== FRAGMENTO DE TEXTO ==

La principal función de la Fiscalía General de la República,
en Cuba, es la protección de la legalidad, aunque su más difundida
actividad es el ejercicio de la acción penal en representación del
Estado en causas de todo tipo. Su doble función, en una estructura que
parte desde el nivel central hasta el municipal, pasando por las
provincias; además de las otras atribuciones de control que desempeña,
propone un reto de equilibrio entre dos tipos de facultades muchas veces
en tensión.

Yamila Ojeda Peña, fiscal general de la República (Foto: Cubadebate)

La tramitación de quejas de la población por parte de la Fiscalía es una actividad constante y extenuante para estas estructuras, desde lo local hasta lo nacional. Muchas de estas quejas son sobre el actuar de la propia Fiscalía, lo que les suscita una situación de autocontrol que podría resolverse con la creación e implementación de un sistema de órganos especializados en la protección política, jurídica y social de las personas que consideren vulnerados sus derechos humanos.

===
== CONJUNTO DE DATOS ==

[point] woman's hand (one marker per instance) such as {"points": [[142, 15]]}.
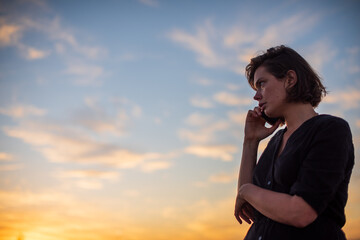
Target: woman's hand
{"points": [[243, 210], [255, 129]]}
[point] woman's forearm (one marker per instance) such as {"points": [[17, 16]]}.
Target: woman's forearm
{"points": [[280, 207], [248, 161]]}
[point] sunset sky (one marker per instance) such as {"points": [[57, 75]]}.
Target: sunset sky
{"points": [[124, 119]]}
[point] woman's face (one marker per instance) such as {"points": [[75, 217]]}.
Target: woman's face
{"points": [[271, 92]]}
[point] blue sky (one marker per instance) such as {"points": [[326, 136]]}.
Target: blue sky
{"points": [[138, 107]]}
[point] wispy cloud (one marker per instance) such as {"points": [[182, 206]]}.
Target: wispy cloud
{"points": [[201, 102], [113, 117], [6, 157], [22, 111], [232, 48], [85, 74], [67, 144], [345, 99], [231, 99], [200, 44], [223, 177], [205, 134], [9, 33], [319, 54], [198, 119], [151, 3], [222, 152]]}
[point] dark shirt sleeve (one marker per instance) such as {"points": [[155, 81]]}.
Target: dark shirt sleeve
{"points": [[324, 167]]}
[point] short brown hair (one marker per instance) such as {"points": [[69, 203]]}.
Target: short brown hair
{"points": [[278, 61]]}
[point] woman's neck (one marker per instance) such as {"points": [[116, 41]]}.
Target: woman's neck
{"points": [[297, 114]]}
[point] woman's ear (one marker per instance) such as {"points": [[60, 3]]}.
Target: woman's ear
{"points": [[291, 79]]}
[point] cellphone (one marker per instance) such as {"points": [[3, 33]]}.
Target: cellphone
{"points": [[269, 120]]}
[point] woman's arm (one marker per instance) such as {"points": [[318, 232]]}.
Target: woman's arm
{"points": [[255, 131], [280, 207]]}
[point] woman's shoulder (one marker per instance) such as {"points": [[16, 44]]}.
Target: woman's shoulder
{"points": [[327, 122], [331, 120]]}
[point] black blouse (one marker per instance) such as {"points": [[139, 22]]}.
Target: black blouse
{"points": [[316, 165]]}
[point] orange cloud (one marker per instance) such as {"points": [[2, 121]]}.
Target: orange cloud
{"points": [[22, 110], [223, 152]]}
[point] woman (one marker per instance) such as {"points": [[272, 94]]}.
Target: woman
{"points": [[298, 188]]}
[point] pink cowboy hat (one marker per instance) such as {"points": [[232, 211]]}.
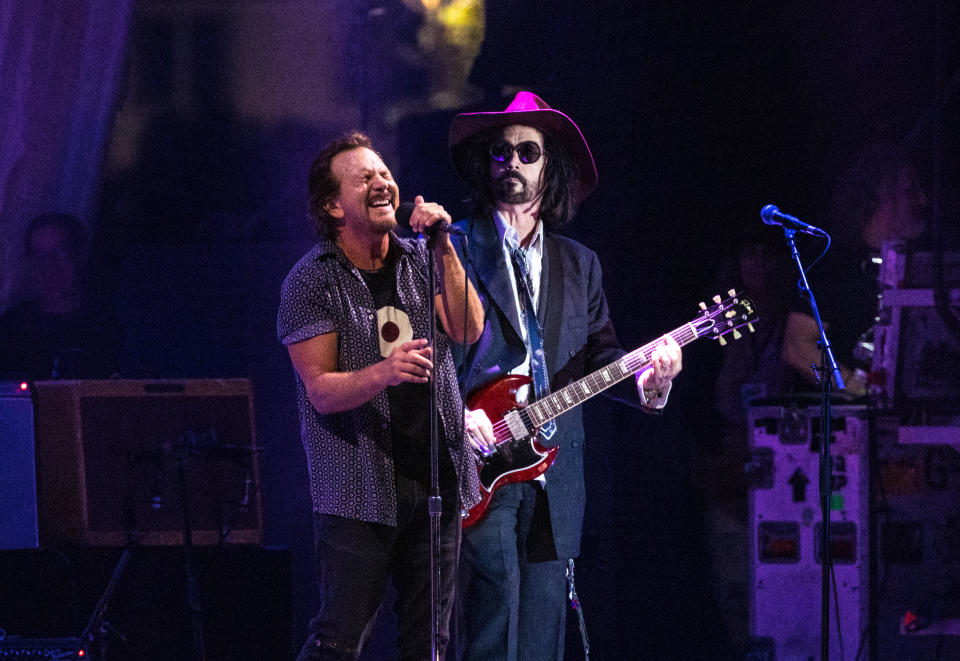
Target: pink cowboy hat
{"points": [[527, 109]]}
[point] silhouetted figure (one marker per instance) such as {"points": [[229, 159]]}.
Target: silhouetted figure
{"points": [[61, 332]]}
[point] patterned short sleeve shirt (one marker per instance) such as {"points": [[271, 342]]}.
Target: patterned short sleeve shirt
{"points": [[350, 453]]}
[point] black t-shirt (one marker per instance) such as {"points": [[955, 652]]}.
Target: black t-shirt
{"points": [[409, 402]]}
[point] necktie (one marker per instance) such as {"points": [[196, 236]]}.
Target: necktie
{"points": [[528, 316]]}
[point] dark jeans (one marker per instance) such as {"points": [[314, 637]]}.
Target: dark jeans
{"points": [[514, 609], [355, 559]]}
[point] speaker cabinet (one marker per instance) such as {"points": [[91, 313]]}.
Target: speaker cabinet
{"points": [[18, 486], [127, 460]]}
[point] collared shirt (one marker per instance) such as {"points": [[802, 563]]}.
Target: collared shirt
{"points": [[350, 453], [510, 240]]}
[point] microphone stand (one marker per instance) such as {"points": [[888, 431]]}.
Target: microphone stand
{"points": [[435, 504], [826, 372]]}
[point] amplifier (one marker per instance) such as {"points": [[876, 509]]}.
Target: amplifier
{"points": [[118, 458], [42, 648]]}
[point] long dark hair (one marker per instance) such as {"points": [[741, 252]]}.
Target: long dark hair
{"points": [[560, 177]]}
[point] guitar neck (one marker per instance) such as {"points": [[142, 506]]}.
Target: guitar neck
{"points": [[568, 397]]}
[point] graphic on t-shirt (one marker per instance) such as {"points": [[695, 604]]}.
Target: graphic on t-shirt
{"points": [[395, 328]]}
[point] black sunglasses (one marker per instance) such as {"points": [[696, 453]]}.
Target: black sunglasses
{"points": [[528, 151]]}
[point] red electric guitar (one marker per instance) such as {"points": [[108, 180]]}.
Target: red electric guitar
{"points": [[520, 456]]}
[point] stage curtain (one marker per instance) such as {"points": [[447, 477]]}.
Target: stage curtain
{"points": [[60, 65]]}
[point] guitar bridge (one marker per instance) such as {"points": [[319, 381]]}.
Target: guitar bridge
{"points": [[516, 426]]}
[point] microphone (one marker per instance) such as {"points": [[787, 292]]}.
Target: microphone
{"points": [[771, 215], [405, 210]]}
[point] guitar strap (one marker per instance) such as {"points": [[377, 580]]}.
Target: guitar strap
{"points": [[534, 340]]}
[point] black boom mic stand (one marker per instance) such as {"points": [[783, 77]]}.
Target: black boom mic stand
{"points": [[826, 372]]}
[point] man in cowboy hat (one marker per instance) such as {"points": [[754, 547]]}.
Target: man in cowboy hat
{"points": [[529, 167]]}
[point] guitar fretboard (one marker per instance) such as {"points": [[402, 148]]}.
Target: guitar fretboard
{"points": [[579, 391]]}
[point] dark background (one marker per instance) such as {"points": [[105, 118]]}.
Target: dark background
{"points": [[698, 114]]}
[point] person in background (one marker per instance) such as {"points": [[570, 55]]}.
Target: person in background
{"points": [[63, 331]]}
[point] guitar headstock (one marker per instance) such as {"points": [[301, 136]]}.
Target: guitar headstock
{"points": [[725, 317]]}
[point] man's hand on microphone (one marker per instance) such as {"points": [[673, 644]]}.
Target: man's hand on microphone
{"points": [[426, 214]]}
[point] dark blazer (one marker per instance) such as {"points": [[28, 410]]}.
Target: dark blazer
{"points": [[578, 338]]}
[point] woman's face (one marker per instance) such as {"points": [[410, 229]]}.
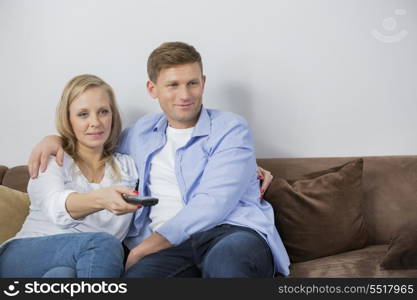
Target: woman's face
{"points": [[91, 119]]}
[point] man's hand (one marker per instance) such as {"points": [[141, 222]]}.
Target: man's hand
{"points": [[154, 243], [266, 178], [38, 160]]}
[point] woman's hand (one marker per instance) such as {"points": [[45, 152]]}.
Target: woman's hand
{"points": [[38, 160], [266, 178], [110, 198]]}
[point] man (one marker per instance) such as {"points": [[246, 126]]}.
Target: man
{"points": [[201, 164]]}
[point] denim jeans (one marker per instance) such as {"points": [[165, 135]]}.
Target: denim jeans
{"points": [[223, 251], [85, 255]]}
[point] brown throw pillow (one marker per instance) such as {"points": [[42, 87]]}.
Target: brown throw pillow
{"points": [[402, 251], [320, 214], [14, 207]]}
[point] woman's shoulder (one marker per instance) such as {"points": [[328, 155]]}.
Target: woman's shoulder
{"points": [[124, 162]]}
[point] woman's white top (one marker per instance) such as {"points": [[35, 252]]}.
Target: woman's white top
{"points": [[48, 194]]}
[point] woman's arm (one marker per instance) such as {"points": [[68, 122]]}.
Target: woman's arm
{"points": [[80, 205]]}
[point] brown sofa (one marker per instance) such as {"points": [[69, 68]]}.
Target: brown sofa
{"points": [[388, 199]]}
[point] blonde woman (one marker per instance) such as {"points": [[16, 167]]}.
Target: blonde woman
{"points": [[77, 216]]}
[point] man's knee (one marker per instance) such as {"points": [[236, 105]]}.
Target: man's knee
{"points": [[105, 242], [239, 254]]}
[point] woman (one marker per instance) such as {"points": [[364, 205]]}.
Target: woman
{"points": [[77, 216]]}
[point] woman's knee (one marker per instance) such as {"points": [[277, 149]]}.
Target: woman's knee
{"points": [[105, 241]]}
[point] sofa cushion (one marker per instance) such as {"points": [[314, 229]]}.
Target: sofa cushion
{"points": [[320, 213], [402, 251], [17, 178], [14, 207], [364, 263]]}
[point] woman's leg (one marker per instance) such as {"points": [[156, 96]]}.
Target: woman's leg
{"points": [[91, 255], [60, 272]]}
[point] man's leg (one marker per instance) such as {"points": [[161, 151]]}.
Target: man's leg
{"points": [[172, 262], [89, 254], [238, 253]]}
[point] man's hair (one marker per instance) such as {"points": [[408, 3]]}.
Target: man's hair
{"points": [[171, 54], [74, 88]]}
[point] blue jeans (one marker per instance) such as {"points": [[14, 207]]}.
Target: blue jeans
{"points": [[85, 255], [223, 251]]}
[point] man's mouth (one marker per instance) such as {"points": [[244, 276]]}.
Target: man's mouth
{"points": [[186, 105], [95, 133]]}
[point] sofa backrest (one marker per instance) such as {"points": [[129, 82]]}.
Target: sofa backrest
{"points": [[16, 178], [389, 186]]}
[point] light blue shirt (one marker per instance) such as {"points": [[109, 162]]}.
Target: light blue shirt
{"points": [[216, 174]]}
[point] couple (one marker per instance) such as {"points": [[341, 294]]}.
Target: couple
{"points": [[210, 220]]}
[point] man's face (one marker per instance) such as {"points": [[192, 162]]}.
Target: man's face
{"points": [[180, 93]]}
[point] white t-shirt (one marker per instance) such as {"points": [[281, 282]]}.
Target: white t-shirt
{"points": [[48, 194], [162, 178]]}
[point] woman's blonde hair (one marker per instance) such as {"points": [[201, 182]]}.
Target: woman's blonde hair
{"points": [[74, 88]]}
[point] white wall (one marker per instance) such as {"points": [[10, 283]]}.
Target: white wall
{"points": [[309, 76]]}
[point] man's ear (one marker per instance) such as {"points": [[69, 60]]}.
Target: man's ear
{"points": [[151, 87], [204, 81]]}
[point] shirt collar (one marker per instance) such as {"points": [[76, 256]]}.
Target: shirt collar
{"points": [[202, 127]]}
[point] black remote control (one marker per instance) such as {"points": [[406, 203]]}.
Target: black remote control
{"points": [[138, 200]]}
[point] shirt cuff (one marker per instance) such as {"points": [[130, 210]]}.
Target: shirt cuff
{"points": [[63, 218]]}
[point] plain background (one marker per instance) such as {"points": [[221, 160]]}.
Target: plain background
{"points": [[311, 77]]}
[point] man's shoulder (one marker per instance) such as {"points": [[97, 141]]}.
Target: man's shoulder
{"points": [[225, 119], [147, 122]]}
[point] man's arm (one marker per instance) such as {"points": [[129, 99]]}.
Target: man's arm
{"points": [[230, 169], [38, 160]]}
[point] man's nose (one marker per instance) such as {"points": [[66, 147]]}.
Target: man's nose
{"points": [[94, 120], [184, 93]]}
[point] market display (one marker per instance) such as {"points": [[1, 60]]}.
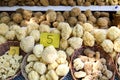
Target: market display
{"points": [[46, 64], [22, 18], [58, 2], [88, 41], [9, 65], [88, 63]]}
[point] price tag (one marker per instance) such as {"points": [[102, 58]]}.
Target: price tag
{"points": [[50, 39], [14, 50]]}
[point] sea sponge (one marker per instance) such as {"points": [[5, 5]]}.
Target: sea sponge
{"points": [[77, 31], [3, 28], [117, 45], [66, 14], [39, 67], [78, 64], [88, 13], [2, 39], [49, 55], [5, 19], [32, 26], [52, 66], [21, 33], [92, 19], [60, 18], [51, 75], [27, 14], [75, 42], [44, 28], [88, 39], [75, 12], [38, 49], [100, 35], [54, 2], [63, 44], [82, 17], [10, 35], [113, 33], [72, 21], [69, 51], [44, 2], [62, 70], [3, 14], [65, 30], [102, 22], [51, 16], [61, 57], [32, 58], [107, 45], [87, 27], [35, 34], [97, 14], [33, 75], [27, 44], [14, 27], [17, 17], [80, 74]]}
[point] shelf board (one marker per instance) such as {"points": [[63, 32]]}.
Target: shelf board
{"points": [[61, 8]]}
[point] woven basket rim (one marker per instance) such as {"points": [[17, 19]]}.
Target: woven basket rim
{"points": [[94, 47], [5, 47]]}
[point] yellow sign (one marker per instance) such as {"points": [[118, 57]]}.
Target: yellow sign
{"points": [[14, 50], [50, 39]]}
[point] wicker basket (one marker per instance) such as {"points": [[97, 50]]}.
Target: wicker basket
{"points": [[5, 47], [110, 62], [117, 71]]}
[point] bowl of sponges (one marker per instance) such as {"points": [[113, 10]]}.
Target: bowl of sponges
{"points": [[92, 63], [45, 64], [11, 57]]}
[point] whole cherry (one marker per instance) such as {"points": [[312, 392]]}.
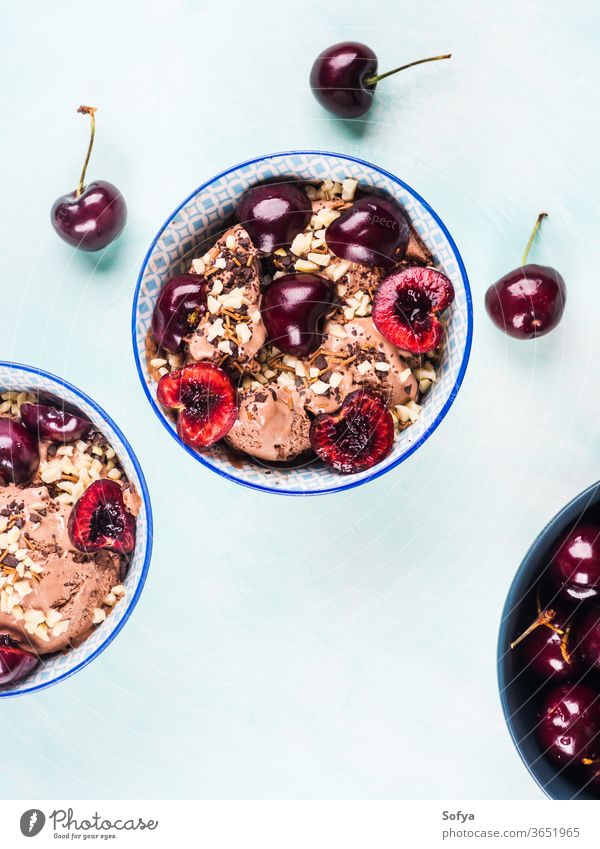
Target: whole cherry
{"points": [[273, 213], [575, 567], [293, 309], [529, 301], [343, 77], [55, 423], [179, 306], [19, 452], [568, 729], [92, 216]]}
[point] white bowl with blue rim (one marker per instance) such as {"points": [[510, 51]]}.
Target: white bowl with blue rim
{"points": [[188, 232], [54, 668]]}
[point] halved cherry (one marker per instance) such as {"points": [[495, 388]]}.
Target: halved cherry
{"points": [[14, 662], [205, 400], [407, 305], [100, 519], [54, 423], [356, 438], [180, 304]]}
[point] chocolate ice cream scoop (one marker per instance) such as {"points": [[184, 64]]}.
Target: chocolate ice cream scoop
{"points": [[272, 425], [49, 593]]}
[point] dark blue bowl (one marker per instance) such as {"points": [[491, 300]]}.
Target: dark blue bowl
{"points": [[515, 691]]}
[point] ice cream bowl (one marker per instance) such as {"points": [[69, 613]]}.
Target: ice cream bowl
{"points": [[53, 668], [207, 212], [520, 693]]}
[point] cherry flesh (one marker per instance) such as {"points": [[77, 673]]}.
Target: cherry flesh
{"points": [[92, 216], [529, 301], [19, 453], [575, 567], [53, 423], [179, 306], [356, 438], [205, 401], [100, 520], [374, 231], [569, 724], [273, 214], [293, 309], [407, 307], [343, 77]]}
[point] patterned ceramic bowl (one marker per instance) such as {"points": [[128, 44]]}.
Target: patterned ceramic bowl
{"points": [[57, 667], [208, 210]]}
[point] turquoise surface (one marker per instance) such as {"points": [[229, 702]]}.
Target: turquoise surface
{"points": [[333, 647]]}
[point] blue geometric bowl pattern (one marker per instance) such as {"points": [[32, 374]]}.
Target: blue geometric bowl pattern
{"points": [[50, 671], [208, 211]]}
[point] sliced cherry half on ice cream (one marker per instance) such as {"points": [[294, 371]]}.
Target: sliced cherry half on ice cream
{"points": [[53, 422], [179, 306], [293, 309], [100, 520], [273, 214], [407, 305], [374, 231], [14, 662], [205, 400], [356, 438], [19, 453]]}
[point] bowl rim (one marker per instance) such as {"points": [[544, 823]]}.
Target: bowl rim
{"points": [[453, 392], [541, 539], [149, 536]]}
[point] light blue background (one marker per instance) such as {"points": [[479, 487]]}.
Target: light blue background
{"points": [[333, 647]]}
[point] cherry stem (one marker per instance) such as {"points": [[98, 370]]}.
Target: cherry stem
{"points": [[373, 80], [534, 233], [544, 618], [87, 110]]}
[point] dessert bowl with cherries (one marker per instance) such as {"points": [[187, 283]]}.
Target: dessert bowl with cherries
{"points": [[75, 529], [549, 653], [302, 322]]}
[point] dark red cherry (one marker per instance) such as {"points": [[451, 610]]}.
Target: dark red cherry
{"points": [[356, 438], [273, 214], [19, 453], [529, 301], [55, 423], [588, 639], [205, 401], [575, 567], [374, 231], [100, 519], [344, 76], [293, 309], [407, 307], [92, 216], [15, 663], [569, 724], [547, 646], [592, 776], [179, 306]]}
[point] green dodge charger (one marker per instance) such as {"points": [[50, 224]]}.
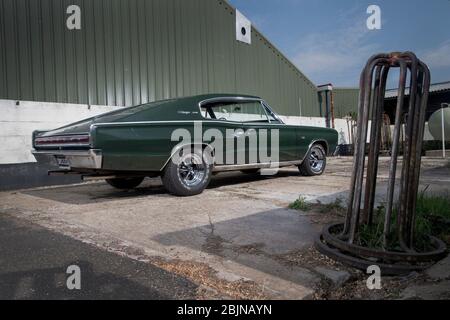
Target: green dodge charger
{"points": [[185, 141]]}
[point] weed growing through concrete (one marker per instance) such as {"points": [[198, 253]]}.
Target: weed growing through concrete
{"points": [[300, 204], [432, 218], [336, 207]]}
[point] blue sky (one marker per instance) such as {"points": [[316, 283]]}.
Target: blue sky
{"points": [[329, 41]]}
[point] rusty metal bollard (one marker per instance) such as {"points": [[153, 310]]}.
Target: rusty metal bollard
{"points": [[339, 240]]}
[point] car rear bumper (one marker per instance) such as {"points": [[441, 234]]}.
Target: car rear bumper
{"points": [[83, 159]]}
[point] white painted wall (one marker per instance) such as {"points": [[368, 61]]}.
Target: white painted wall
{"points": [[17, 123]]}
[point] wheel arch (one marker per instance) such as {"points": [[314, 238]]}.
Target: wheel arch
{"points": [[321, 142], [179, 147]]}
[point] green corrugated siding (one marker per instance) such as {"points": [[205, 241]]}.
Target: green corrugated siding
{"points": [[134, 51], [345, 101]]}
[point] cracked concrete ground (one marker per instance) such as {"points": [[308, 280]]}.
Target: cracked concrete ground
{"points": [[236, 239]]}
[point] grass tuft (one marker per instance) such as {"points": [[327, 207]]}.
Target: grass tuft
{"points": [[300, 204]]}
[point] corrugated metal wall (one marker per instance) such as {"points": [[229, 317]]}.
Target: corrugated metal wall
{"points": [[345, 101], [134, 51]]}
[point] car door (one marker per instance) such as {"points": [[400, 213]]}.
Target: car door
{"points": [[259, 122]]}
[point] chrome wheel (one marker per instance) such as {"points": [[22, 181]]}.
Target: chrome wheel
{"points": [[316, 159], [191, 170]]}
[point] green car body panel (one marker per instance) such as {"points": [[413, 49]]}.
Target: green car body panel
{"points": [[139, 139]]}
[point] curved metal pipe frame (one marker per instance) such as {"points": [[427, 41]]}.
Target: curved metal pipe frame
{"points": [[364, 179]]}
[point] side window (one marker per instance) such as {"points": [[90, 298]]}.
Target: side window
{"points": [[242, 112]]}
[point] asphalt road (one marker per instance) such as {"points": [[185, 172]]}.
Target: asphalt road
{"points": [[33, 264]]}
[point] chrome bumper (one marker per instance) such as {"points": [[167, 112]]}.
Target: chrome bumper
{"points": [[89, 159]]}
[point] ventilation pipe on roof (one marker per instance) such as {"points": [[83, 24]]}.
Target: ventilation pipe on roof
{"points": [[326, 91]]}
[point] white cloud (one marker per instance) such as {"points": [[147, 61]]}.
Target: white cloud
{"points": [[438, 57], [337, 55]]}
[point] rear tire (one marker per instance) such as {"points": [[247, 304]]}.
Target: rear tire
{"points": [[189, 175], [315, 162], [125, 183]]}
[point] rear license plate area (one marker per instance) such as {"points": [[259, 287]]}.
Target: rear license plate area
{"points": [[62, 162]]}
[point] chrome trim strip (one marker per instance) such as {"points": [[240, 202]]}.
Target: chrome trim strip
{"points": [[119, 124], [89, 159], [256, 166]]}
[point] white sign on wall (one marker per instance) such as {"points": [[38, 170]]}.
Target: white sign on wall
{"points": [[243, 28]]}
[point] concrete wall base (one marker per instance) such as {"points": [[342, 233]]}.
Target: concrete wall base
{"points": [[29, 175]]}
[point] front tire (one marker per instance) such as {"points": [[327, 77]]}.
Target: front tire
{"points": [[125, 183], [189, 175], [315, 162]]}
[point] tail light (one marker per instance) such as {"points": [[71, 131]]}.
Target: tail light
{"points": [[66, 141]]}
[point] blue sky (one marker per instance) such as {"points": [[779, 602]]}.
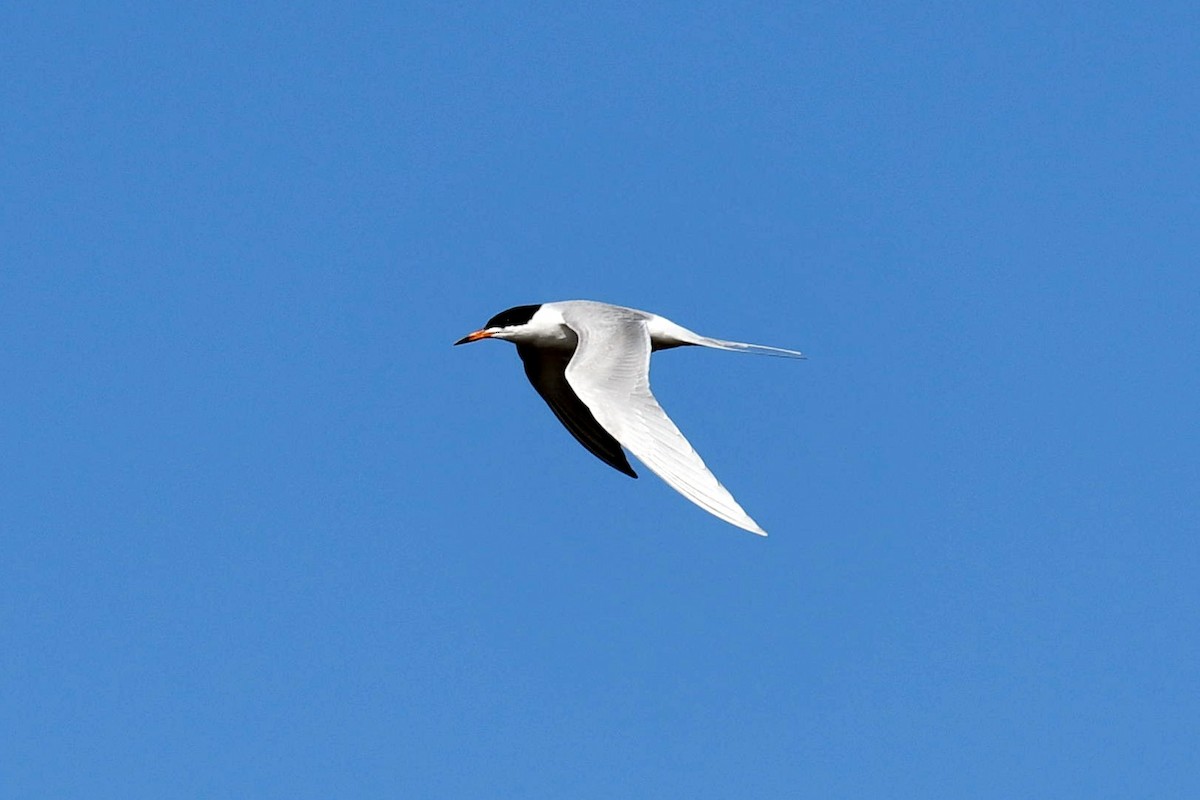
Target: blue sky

===

__TAREAS POR REALIZAR__:
a) Cambia "Estado" por "pueblo" y reproduce la parte del texto sobre la Fiscalía que abre con las palabras que contienen "La principal función" y cierra con "en tensión.".
b) Resume en forma de lista el párrafo del texto sobre la Fiscalía que comienza con "La tramitación de quejas", conservando sus datos principales.
Los datos no son necesarios para este trabajo.

__SOLUCIONES POR TAREA__:
a)
La principal función de la Fiscalía General de la República,
en Cuba, es la protección de la legalidad, aunque su más difundida
actividad es el ejercicio de la acción penal en representación del
pueblo en causas de todo tipo. Su doble función, en una estructura que
parte desde el nivel central hasta el municipal, pasando por las
provincias; además de las otras atribuciones de control que desempeña,
propone un reto de equilibrio entre dos tipos de facultades muchas veces
en tensión.

b)
- La Fiscalía tramita de forma constante y extenuante las quejas de la población en todos sus niveles, desde lo local hasta lo nacional.
- Muchas de esas quejas tratan sobre el actuar de la propia Fiscalía, lo que genera una situación de autocontrol.
- Esa situación podría resolverse con la creación e implementación de un sistema de órganos especializados en la protección política, jurídica y social de quienes consideren vulnerados sus derechos humanos.